> **ARTICLE**:
PPO is a widely used policy gradient algorithm. PPO balances the speed and stability of policy improvement by limiting the step size of policy updates, addressing the instability issues often encountered in policy gradient methods. The core idea of PPO is to introduce a clipped probability ratio objective function, which limits the extent of change between the new and old policies, ensuring stable updates.

PPO optimizes the following objective function:

L^{C L I P} (θ) = E_{t} [min (r_{t} (θ) {\hat{A}}_{t}, clip (r_{t} (θ), 1 - ϵ, 1 + ϵ) {\hat{A}}_{t})]

(3)

In Formula (3),

r_{t} (θ) = \frac{π_{θ} (a_{t} | s_{t})}{π_{θ_{o l d}} (a_{t} | s_{t})}

represents the probability ratio of the new policy to the old policy, indicating how the new policy differs from the previous one. The term

{\hat{A}}_{t}

is the estimated advantage function, which helps determine how much better a particular action is compared to the expected outcome. The clipping operation

clip (r_{t} (θ), 1 - ϵ, 1 + ϵ)

limits the probability ratio to a range between

1 - ϵ

and

1 + ϵ

, where

ϵ

is a hyperparameter that controls how much the policy can change in each update step. This ensures that the policy updates do not become too large, helping stabilize learning by preventing excessive updates.

By optimizing the above objective function, PPO effectively controls gradient explosion and vanishing problems during the policy update process. It also balance the speed and stability of policy improvement, enabling the robot to achieve stable action control in complex environments.

2.3. The Design Structure of the Double-Layer Structure

The double-layer reinforcement learning algorithm framework proposed in this paper combines DDQN and PPO to improve the speed adjustment ability and stability of the quadruped robot Unitree Go1 in complex terrains. In the initial stage of the algorithm, it is necessary to initialize the parameters of the DDQN and PPO models, including setting the terrain information and the state of the robot as observation variables, and initializing the robot environment and the simulation platform Isaac Gym. Then, the algorithm collects the current terrain information and the state of the robot, such as position, speed, and posture, and inputs this data into the DDQN network to generate the walking speed command. The speed command serves as a high-level instruction, determining how fast the robot should move based on its environment and internal status. It provides a target speed that ensures the robot maintains balance and avoids obstacles, while optimizing its overall movement efficiency. Subsequently, the PPO model takes this speed command, along with the current observation information, to generate specific robot actions, such as joint angles and gaits. These actions control the precise movement of the robot’s legs and joints. The PPO model continuously refines and adjusts these actions through policy optimization, helping the robot adapt to uneven or complex terrain while maintaining stability and smooth locomotion. After the robot executes the actions generated by PPO, the system updates its state, and collects new observation information and feeds it back to the DDQN and PPO models for further optimization and adjustment. Through training and update, the DDQN algorithm updates the Q value to optimize the walking speed strategy, and the PPO algorithm updates the policy network to optimize the action control strategy. The above steps are executed continuously in a loop until the model converges or reaches the predetermined number of training times. The step can be illustrated as Algorithm 2.

> **DESCRIPTION OF THE TASK**: Carry on the write-up about PPO and the double-layer DDQN–PPO framework from the point where it ends. The entries that follow the text come from a separate source.

> **RAW DATA**:

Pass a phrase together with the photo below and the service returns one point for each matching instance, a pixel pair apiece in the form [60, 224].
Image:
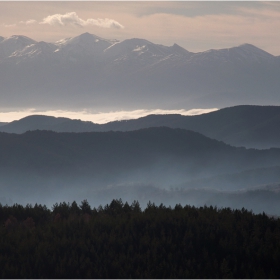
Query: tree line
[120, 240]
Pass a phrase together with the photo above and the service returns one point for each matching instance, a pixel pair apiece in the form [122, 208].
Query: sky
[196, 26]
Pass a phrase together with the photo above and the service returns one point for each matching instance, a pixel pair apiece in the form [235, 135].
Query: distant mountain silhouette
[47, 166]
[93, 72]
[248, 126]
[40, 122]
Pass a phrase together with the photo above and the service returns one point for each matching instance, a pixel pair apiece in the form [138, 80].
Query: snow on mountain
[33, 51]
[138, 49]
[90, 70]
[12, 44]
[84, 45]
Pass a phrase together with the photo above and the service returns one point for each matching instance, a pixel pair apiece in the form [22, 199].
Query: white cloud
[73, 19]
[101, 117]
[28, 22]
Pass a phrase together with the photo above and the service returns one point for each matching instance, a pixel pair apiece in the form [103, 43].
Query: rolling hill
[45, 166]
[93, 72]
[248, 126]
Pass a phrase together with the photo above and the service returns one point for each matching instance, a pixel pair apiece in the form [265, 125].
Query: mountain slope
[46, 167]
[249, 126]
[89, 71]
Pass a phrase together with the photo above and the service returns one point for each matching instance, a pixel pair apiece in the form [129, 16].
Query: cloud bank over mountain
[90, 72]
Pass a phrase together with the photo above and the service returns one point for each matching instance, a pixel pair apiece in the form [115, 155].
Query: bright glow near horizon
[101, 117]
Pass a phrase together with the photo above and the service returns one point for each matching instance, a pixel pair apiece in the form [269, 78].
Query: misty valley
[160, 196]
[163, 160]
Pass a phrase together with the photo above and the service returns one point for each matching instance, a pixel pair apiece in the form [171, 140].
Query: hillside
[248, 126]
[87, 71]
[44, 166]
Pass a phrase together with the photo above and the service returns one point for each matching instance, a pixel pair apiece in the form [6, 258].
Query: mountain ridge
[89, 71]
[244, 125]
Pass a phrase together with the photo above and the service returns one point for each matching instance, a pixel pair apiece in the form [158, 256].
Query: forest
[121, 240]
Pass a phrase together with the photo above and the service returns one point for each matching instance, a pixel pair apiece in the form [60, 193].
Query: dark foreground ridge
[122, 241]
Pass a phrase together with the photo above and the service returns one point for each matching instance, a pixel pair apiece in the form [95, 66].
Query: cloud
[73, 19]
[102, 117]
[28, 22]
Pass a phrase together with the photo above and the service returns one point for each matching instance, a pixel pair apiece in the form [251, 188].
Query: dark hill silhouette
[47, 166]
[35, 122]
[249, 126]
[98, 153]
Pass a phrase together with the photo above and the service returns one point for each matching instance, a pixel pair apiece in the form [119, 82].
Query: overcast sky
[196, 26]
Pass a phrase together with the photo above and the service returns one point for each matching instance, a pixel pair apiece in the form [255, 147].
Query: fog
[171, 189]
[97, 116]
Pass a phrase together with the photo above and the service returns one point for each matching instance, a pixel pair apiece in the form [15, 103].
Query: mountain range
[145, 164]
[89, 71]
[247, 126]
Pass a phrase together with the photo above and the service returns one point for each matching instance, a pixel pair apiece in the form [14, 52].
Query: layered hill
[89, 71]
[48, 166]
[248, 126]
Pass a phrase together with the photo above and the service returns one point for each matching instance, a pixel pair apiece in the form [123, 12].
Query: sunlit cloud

> **ANSWER TO THIS TASK**:
Algorithm 2: Dual-Layer Reinforcement Learning Algorithm

1:: Initialization:
2:: Initialize parameters for DDQN and PPO models
3:: Set terrain information and robot state as observations
4:: Initialize the environment and simulation platform (Isaac Gym) for Unitree Go1
5:: loop
6:: Terrain Information and State Observation:
7:: Collect current terrain information and robot state (position, speed, posture, etc.)
8:: Input observation information into the DDQN network
9:: DDQN Speed Command Generation:
10:: DDQN network outputs a walking speed command based on the input observations
11:: PPO Action Control:
12:: PPO model generates specific robot actions (joint angles, gait, etc.) based on the
: speed command and current observations
13:: PPO model continuously adjusts actions through policy optimization to adapt to
: complex terrains and maintain stability
14:: Execute Action and Update State:
15:: Execute actions generated by PPO and update the robot’s state in the environment
16:: Collect new observations and feed back to DDQN and PPO models
17:: Training and Updating:
18:: Use DDQN algorithm to update Q-values and optimize the walking speed strategy
19:: Use PPO algorithm to update the policy network and optimize the action control
: strategy
20:: if convergence or maximum training iterations reached then
21:: Model Validation:
22:: Perform detailed validation of the trained model in Isaac Gym
23:: Evaluate the model’s speed adjustment ability and stability in various terrains
24:: Exit loop
25:: end if
26:: end loop
27:: Performance Evaluation:
28:: Assess the model’s performance, ensuring high walking speed and stability across
: different terrains

The schematic diagram of the method proposed in this paper can be represented by Figure 1. The dual-layer structure offers several advantages by separating high-level decision making from low-level control, improving both learning efficiency and motion precision. In the upper layer, DDQN reduces the risk of overestimating action values, allowing for more accurate decisions in complex environments, while PPO ensures stable policy updates, leading to smoother transitions in control actions. This setup enhances the system’s ability to learn optimal strategies without being overwhelmed by fine-grained control details. Meanwhile, the lower layer, governed by the PD controller, precisely converts these high-level commands into torque outputs, ensuring the robot’s movements are accurate and responsive. By decoupling strategic decision making from mechanical control, the dual-layer structure allows for more effective learning and adaptability, especially in dynamic and unpredictable environments.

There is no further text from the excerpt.